Output exactly the lines between the line that contains "Quick check — is the grey" and the last line of the material, counting both.

DATA PROVIDED -
>> begin

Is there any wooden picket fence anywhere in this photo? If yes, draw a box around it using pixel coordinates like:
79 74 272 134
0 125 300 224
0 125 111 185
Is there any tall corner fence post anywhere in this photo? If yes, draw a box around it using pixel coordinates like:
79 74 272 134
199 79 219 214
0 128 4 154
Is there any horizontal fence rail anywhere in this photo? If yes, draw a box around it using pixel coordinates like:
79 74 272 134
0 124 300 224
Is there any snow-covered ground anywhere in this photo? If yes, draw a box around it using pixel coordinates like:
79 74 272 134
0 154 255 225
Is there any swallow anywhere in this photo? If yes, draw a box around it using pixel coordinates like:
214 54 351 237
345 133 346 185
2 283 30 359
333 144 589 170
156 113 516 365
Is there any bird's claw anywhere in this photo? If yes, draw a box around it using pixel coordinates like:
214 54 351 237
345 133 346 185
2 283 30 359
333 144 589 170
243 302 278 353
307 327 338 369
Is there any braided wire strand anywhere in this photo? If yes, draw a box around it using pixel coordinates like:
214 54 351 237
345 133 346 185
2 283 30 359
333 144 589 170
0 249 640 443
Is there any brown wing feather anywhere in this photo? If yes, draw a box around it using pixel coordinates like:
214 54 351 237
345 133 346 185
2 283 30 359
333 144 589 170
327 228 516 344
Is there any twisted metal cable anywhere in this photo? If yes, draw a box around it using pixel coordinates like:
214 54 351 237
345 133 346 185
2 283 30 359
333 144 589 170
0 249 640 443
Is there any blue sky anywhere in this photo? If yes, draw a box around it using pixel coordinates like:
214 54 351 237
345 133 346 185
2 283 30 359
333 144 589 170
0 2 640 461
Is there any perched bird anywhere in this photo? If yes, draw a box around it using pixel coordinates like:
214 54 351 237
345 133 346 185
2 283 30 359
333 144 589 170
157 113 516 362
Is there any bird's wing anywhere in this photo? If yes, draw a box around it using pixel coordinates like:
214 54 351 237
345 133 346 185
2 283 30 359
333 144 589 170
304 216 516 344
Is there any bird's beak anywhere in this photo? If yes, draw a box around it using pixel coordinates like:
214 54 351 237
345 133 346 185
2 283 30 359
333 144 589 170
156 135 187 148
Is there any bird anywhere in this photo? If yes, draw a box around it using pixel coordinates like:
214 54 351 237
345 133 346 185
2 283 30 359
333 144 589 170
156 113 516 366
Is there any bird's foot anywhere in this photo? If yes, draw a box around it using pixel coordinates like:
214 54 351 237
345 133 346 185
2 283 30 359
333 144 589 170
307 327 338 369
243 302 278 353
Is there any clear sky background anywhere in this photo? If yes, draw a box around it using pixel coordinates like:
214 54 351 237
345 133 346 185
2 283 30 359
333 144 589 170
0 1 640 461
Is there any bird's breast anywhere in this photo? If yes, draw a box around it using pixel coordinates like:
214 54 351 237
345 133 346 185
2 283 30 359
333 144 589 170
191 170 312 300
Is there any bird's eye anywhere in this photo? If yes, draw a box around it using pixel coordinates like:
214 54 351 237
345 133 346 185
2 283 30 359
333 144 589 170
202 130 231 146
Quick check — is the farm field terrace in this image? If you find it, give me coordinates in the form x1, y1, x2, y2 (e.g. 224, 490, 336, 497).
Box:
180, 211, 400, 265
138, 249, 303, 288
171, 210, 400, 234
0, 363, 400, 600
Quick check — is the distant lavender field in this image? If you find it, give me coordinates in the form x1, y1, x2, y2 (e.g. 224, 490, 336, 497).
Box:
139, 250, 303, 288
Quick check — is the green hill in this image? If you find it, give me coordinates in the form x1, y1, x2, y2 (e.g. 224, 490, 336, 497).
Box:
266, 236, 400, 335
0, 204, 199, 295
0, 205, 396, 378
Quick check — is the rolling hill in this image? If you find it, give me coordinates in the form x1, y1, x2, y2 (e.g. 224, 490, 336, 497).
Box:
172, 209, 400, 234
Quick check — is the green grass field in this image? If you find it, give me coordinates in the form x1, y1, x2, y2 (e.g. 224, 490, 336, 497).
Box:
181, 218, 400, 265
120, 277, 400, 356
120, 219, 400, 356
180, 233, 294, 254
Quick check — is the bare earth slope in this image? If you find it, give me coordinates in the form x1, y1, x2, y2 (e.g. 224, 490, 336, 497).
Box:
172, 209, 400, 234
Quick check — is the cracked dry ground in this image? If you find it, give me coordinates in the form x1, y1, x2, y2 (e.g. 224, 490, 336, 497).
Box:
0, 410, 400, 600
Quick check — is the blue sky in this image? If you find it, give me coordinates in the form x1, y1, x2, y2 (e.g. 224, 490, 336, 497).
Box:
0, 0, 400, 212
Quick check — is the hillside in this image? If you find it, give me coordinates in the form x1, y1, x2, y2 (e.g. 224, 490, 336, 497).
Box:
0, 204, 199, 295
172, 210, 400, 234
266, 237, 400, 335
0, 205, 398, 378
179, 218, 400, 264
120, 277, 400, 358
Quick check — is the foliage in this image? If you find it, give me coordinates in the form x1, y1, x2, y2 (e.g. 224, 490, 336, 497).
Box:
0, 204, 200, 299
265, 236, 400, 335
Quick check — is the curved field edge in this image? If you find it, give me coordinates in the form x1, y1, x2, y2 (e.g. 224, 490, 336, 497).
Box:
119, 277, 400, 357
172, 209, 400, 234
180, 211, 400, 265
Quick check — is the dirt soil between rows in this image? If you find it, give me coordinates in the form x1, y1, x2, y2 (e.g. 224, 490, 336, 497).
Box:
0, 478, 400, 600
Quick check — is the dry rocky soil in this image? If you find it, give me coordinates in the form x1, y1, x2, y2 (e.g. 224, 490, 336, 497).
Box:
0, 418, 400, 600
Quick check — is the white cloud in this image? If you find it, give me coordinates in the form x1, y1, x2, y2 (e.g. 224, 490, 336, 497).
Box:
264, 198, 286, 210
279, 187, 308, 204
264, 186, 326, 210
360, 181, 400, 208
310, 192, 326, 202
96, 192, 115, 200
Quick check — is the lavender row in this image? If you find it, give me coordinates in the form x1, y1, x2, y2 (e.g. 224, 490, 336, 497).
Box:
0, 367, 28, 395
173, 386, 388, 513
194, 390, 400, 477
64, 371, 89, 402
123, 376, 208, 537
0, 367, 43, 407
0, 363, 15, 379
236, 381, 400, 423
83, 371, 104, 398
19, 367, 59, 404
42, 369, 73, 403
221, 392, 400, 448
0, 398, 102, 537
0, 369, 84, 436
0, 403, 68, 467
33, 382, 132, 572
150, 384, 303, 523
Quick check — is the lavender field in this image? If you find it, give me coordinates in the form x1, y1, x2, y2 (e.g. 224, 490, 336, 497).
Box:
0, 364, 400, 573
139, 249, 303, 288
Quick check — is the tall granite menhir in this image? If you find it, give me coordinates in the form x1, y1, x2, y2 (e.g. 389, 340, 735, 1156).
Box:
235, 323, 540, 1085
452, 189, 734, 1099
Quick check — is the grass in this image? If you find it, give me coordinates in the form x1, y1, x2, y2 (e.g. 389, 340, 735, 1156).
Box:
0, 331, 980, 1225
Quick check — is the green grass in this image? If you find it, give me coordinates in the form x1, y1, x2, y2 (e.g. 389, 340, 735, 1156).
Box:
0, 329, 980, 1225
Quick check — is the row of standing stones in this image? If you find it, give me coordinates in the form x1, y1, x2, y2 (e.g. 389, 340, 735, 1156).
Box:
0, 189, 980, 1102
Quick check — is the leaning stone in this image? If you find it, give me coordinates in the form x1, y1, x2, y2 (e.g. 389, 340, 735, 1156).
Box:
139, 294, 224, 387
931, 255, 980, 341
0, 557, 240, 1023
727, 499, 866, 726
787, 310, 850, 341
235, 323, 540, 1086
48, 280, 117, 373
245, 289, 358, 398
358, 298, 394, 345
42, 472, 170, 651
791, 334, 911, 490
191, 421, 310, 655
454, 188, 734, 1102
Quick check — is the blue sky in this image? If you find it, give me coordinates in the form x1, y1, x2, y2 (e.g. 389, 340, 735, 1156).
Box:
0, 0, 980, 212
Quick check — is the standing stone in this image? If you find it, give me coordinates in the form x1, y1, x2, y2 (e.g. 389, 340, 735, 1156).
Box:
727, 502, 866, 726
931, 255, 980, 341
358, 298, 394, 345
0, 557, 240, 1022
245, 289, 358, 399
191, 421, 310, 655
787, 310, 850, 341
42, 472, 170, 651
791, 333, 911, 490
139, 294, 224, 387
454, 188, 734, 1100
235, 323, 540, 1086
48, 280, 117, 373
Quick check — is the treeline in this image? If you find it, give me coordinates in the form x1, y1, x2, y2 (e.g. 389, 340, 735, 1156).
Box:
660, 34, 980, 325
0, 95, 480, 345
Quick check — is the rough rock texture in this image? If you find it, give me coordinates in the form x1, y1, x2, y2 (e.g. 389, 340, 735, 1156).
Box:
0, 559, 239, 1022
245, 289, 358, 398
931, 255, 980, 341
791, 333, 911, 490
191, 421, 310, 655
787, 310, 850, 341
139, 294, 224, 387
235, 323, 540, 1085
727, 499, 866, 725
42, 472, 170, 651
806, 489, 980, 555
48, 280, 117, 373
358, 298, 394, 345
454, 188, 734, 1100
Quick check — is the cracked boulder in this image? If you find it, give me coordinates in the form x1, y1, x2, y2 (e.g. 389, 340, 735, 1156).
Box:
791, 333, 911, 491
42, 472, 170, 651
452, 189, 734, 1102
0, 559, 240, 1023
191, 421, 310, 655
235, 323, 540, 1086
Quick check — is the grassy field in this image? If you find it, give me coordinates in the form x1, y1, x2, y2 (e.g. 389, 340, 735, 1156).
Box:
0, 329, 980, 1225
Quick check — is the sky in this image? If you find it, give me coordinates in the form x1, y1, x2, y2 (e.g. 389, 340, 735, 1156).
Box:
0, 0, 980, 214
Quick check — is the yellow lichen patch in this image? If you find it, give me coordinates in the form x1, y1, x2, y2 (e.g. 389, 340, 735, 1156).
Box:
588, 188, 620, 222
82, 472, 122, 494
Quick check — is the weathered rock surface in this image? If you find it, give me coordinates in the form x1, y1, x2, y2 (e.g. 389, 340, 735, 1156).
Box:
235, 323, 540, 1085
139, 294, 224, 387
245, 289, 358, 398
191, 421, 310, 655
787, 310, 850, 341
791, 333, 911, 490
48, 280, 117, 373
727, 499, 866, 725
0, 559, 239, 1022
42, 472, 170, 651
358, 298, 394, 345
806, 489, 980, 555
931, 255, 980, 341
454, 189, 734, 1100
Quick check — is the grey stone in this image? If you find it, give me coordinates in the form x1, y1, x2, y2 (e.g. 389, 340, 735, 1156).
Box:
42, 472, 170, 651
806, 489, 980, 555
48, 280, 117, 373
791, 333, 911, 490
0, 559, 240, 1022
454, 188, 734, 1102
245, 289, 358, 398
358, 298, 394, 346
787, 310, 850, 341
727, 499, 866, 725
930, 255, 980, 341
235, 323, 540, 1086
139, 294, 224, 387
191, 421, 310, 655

>> end

THE RESULT -
Quick check — is the grey stone in this image? If you find it, give me coordinates in the form x1, y1, x2, y2 (e.g. 389, 340, 735, 1156).
Box:
42, 472, 170, 651
806, 489, 980, 555
48, 280, 117, 373
791, 333, 911, 490
0, 559, 240, 1022
454, 188, 734, 1102
245, 289, 358, 398
358, 298, 394, 346
787, 310, 850, 341
727, 499, 866, 725
930, 255, 980, 341
235, 323, 540, 1086
139, 294, 224, 387
191, 421, 310, 655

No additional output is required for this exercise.